## WHAT NEEDS TO BE DONE
Gather every line of the entries that includes the word "barreling".

## SUPPLIED ENTRIES
========================================================================

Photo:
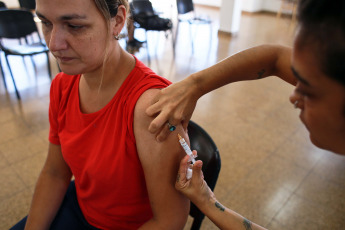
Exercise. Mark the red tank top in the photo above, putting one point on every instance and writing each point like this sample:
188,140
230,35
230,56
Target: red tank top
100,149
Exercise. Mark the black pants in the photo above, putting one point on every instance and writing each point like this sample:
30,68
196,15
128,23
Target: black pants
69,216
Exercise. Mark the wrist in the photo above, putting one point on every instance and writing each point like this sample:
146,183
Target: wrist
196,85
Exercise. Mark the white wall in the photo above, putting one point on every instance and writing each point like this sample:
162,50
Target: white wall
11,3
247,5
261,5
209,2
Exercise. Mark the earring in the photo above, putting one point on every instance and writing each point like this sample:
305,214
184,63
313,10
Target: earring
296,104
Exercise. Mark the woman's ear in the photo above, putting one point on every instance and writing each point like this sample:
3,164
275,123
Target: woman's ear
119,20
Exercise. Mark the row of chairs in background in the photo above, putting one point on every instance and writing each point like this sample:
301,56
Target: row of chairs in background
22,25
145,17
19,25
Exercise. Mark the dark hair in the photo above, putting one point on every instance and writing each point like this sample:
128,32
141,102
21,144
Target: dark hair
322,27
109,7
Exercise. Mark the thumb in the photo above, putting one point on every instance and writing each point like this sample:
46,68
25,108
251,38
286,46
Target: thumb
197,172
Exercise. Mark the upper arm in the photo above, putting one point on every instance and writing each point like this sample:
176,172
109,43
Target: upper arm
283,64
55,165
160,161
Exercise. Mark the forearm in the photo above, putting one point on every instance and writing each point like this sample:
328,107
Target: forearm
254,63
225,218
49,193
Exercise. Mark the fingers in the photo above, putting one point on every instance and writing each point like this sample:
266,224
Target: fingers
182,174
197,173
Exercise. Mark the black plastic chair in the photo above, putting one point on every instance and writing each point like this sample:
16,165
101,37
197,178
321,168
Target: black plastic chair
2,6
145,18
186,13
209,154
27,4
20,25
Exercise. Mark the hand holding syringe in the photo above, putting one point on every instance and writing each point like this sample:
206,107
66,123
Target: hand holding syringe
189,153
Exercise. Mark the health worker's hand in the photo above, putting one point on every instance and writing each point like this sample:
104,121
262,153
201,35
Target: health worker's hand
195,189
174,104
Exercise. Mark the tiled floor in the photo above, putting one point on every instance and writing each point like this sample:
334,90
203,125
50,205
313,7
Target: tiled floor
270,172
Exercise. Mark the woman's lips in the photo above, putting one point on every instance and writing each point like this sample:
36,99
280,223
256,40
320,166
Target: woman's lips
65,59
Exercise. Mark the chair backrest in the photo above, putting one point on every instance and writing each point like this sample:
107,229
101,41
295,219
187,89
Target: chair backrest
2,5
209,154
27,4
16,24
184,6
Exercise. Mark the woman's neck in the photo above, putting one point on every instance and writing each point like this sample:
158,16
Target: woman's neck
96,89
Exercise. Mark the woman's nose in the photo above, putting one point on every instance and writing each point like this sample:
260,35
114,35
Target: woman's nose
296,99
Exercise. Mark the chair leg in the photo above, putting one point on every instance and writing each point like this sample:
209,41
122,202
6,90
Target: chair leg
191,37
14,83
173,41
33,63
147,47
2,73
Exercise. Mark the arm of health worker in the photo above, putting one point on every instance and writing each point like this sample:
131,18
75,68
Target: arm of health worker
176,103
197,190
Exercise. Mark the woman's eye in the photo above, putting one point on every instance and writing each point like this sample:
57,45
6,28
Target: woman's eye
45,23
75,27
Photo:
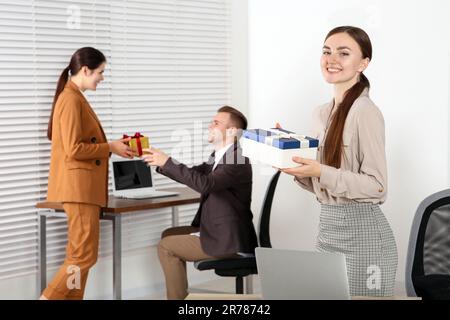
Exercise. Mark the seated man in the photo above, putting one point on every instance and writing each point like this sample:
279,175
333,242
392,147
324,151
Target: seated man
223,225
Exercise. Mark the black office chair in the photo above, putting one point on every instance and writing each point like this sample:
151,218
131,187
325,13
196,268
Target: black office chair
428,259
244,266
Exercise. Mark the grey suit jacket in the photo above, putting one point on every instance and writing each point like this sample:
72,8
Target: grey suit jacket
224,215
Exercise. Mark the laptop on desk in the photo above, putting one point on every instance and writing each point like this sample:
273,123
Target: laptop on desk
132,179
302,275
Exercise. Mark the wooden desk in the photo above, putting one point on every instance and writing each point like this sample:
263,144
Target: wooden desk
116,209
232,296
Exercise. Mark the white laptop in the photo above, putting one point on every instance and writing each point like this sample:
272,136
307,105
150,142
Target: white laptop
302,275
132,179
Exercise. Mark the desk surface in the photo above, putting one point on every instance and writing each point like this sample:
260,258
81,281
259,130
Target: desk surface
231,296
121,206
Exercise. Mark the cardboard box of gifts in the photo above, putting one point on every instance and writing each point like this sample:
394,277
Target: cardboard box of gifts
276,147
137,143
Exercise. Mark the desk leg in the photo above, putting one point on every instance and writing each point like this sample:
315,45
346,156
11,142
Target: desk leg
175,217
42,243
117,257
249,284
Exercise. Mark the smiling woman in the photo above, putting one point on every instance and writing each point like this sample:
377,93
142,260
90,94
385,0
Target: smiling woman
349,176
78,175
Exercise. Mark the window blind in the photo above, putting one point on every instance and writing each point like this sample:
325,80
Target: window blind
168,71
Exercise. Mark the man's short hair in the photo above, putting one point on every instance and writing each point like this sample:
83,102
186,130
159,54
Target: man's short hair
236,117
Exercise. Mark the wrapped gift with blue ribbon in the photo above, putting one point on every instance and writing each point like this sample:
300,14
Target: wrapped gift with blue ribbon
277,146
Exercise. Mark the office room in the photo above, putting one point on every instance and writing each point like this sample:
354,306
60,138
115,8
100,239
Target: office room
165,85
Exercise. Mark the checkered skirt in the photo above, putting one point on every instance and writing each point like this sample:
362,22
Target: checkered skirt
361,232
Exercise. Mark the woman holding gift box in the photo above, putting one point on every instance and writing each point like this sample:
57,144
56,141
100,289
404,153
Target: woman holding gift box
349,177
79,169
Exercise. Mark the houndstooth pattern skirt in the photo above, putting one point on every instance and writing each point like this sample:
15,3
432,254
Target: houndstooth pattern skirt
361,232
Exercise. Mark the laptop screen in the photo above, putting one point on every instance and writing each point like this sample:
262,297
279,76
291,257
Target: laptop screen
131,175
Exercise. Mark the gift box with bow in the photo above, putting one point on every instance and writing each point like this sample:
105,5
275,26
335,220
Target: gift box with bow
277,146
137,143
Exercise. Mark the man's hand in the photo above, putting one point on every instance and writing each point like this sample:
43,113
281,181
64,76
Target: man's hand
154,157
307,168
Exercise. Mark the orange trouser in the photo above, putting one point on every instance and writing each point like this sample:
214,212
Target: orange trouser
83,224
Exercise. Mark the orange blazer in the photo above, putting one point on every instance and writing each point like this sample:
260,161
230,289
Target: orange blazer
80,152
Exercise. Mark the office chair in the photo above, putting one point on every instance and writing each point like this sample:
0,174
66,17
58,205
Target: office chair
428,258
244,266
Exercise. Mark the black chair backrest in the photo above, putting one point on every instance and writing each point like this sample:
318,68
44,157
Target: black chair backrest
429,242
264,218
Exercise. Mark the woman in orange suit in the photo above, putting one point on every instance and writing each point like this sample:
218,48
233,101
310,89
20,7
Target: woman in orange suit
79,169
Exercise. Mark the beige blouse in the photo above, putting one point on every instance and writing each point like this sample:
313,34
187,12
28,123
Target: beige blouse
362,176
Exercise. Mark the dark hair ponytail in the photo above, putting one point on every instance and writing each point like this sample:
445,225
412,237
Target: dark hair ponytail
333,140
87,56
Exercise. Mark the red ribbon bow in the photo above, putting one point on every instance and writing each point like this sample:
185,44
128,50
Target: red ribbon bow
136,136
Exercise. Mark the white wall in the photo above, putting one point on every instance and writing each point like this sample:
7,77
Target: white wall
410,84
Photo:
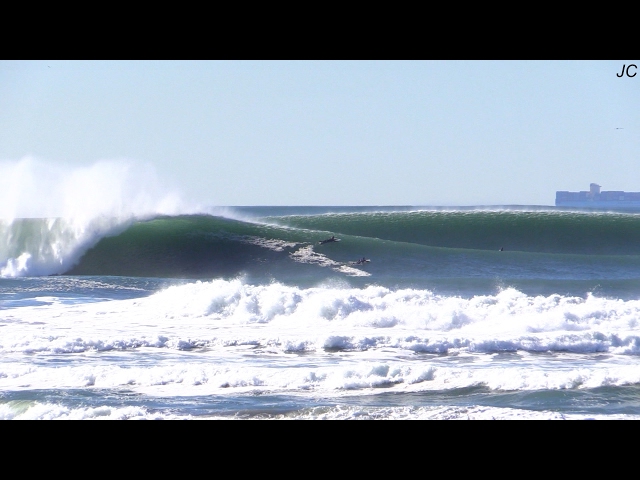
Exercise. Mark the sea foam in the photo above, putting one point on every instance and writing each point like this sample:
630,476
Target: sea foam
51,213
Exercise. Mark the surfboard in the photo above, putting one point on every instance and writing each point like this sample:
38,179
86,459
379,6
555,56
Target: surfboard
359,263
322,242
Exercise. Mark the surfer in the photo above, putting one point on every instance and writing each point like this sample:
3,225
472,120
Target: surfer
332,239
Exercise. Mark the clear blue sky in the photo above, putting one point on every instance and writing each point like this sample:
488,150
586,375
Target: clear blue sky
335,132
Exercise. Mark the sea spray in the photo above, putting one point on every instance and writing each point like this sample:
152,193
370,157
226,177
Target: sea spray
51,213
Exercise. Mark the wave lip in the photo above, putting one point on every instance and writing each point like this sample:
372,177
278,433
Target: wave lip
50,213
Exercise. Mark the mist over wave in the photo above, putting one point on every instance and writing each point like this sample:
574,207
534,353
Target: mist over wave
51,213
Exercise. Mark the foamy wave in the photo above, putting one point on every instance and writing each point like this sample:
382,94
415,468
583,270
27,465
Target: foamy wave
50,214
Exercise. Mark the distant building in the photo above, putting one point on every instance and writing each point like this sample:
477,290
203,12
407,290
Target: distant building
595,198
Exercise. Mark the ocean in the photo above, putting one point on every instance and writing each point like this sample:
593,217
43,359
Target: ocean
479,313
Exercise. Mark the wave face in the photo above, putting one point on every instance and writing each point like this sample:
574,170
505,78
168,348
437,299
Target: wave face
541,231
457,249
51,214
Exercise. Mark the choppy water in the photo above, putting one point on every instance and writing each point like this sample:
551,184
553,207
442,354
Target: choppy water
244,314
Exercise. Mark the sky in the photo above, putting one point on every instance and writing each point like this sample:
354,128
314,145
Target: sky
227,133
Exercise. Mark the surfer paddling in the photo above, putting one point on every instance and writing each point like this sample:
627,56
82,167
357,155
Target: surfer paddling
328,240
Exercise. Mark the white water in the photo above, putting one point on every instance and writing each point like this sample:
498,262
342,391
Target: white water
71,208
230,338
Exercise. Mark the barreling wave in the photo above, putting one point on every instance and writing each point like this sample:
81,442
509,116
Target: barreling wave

========================================================================

## YOUR SOLUTION
Exercise. Mark the barreling wave in the photo above, putting one point on every instance and writing each point like this sample:
Target: barreling wave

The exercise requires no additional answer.